Short task: Which lines in the items below contain the string "request", with case counting? Report each such line in full.

Given records:
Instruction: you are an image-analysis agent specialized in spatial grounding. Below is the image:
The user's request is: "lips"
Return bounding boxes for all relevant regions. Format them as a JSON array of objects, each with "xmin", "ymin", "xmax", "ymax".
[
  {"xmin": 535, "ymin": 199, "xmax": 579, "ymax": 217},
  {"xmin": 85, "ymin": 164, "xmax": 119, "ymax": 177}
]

...

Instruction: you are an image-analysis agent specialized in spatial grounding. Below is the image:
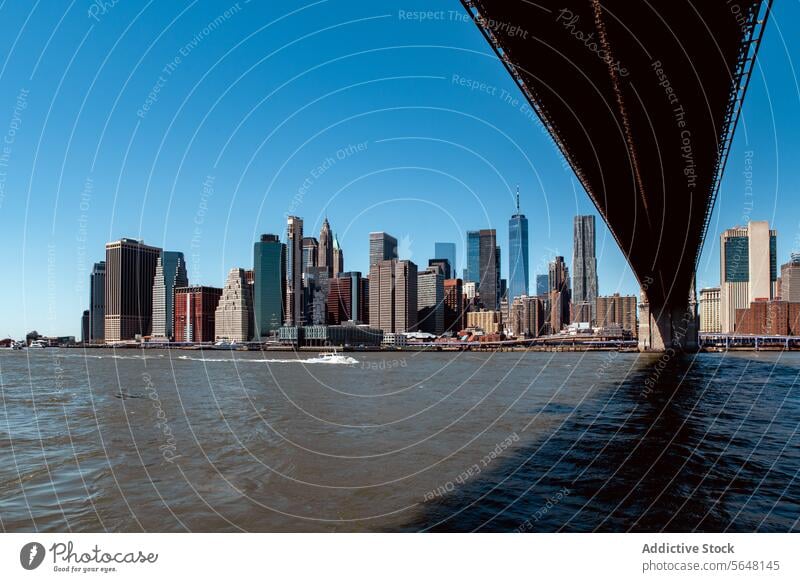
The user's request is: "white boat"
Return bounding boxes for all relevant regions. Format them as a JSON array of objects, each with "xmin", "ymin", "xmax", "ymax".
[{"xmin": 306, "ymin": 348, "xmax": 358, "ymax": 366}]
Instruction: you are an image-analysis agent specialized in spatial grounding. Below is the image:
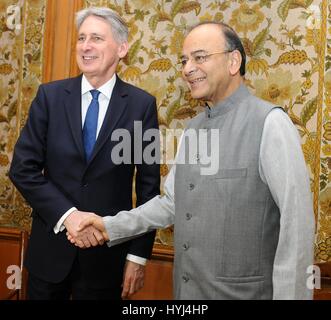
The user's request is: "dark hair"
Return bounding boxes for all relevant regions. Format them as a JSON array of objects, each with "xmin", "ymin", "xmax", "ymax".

Exercise response:
The user's request is: "lips"
The user's request is: "white boat"
The user's request is: "dark hair"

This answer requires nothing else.